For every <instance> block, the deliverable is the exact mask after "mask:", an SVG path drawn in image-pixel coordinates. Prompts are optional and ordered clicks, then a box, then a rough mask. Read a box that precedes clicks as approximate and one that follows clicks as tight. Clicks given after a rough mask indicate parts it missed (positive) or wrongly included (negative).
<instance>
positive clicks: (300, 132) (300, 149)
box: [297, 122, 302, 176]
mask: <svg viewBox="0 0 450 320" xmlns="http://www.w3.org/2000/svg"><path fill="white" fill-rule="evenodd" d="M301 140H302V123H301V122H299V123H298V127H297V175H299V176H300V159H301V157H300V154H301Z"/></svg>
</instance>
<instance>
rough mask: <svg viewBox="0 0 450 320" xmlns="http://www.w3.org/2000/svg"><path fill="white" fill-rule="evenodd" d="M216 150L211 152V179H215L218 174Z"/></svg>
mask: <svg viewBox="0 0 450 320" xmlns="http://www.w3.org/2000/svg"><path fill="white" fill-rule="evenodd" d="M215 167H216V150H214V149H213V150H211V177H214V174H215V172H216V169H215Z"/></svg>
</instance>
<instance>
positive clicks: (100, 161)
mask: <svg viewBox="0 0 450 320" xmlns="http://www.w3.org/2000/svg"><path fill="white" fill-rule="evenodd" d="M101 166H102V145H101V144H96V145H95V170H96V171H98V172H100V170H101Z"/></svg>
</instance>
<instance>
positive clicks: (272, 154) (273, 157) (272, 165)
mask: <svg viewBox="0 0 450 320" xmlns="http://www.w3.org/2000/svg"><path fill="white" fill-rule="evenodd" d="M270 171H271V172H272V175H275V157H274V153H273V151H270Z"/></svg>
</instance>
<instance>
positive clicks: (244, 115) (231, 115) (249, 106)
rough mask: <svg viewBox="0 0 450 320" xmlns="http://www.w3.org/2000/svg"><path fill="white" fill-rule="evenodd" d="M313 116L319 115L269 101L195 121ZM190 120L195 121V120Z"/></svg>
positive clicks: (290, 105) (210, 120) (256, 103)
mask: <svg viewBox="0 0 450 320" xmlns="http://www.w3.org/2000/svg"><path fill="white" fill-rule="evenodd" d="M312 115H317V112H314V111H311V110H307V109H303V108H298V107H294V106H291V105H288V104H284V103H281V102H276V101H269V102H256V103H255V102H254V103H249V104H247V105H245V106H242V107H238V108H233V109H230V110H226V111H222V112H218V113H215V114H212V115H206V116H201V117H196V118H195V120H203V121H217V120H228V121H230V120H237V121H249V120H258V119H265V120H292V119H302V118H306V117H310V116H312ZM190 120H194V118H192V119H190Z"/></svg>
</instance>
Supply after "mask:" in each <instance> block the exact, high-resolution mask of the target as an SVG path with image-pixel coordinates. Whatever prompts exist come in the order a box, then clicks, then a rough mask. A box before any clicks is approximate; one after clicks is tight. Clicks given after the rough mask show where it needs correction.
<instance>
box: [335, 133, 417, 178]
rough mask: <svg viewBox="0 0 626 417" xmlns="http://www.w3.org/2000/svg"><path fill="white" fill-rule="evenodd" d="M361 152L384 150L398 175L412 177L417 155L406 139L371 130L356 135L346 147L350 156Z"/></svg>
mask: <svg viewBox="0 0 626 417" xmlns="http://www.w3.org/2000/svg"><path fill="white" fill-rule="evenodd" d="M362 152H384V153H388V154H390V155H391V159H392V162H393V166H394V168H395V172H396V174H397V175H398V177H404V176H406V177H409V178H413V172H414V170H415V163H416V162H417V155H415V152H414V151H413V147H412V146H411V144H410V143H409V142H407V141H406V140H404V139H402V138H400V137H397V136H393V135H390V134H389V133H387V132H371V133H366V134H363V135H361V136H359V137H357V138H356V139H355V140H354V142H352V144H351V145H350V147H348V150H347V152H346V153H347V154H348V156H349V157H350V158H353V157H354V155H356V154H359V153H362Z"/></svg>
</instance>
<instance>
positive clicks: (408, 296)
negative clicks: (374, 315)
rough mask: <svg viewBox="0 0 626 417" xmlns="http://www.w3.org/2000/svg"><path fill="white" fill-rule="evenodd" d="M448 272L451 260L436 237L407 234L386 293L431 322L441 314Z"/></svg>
══════
- Instructions to follow -
Copy the material verbatim from its first line through the line containing "box: [297, 122, 302, 176]", including both of those lines.

- Answer area -
For every <instance> block, the deliverable is the exact mask after "mask:", an SVG path drawn in image-pixel coordinates. Prompts are optional and ordered clicks, then a box, then a rough mask. Read a box that precedes clicks as approximate and one that follows clicks as tight. Clicks given after a rough mask indicate parts it missed (positive) or wrongly included (negative).
<instance>
positive clicks: (300, 132) (300, 149)
box: [297, 122, 302, 176]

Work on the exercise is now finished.